# What is asked
Format the data as a Markdown table with the columns Row and Line, starting with the line that contains "sky in the photo above." and going on through the line that contains "(1276, 457)". Include only those lines, number each one in order, and leave out any blank lines.

Rows from a pointing dataset
++++++++++++++++++++

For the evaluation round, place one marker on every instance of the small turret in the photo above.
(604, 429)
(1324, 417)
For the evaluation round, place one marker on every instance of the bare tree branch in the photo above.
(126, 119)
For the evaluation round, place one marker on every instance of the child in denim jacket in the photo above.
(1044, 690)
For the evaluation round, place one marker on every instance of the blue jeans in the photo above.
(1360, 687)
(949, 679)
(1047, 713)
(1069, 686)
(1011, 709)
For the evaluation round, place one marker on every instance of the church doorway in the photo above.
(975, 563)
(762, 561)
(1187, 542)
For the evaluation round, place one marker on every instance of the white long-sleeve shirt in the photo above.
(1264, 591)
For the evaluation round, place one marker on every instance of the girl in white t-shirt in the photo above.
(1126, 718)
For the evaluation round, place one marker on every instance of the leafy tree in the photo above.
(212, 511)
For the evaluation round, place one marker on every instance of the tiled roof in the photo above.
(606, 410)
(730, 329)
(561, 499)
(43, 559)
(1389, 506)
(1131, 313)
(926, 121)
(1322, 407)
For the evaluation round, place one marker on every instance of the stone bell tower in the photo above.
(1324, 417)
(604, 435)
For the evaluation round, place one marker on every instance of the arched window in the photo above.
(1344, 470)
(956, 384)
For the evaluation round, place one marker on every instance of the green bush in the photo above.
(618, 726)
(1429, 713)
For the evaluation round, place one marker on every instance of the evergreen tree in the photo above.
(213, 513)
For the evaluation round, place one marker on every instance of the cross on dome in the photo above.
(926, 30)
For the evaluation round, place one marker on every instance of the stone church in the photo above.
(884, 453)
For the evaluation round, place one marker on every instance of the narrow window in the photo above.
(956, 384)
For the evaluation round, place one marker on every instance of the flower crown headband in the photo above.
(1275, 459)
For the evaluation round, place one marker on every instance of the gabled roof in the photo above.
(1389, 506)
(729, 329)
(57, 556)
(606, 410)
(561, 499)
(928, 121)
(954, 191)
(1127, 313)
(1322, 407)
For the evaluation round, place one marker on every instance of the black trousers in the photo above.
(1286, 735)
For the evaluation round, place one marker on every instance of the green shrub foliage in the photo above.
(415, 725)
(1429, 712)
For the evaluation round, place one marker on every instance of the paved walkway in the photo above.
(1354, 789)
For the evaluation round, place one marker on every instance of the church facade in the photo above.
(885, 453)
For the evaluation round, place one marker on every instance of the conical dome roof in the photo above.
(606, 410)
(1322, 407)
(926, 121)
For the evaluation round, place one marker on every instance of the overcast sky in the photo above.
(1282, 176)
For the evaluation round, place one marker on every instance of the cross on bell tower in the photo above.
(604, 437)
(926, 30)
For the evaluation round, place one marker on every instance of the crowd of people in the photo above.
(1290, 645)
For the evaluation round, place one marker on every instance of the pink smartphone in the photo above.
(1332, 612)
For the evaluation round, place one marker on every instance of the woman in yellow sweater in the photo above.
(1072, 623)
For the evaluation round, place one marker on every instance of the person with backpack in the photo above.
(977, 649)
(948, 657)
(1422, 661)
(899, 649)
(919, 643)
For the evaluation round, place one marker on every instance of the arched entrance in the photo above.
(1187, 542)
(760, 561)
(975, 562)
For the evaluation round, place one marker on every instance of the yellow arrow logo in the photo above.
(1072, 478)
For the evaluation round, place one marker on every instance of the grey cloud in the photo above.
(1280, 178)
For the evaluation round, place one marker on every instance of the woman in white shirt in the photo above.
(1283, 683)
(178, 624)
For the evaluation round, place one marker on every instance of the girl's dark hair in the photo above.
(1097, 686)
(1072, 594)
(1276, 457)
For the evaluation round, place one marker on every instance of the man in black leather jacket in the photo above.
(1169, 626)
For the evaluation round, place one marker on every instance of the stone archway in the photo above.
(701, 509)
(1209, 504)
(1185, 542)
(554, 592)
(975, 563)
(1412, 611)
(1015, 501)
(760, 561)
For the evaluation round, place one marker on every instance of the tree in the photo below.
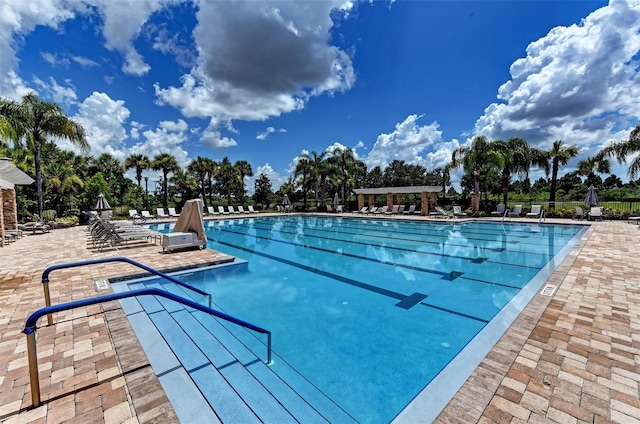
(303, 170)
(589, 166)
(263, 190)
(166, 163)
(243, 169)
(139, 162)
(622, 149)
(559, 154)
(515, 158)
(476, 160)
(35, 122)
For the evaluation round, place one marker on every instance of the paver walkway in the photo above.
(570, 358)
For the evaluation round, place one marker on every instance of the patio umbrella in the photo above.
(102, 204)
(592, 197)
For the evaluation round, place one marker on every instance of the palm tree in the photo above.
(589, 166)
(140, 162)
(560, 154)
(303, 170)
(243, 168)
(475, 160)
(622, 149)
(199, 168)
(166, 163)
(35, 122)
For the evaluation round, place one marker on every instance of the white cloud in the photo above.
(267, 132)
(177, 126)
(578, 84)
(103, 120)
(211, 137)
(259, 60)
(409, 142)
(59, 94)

++++++++++++++++++++

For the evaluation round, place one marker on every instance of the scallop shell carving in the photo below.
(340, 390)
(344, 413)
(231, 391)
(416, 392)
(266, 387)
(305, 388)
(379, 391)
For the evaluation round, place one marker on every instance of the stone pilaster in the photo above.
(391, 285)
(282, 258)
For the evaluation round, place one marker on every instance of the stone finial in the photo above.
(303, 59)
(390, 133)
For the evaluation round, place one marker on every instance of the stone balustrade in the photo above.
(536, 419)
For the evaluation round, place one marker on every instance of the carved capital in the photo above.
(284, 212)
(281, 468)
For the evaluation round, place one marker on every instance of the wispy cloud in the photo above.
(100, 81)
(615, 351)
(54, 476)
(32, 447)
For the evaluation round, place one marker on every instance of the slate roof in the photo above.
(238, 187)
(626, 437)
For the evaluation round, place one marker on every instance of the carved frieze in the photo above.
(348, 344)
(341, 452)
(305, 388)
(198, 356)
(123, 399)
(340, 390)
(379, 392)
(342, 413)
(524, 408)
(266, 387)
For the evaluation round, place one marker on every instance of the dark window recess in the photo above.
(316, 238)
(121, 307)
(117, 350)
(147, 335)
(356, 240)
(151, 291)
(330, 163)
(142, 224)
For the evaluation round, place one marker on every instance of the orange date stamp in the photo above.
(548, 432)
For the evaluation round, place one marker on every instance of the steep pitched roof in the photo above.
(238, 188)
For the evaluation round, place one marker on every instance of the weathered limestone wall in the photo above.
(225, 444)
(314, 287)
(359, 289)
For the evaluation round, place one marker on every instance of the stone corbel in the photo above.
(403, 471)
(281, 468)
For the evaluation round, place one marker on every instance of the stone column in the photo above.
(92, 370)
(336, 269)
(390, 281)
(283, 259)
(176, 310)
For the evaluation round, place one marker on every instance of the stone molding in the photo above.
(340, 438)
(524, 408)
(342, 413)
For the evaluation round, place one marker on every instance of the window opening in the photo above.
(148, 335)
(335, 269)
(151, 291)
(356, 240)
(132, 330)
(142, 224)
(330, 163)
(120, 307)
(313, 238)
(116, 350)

++++++++++++++++++++

# Solution to this exercise
| Row | Line |
|---|---|
| 1 | For the evaluation round, place one marker on every instance of the overcast sky in the photo above. |
| 2 | (1282, 176) |
| 3 | For the evaluation round, place one marker on every instance of the cross on bell tower in the photo above. |
| 4 | (604, 437) |
| 5 | (926, 30) |
| 6 | For the evaluation round, place one marker on every instance of the crowd of people in the photo above. |
| 7 | (1290, 645) |
| 8 | For the evaluation round, place one marker on every instance of the pink smartphone in the photo above. |
| 9 | (1332, 612) |
| 10 | For the evaluation round, place one marker on every instance of the woman in yellow sweater in the photo above. |
| 11 | (1072, 623) |
| 12 | For the evaluation round, place one marker on every instance of the person with backpack in the photo above. |
| 13 | (977, 649) |
| 14 | (948, 657) |
| 15 | (1422, 661) |
| 16 | (899, 649) |
| 17 | (919, 643) |
| 18 | For the evaluation round, place one marker on every instance of the arched entrance in the photo above. |
| 19 | (1187, 542) |
| 20 | (760, 561) |
| 21 | (975, 562) |
| 22 | For the evaluation round, place one marker on every instance of the yellow arrow logo in the photo above. |
| 23 | (1072, 478) |
| 24 | For the evaluation round, place one marker on every instance of the grey cloud in the photo above. |
| 25 | (1280, 178) |
| 26 | For the evaluation round, place one marker on every instance of the woman in white shirt in the photo above. |
| 27 | (1283, 683) |
| 28 | (178, 624) |
| 29 | For the evaluation round, place one marker on every instance of the girl's dark hair in the photo above. |
| 30 | (1097, 686) |
| 31 | (1072, 594) |
| 32 | (1276, 457) |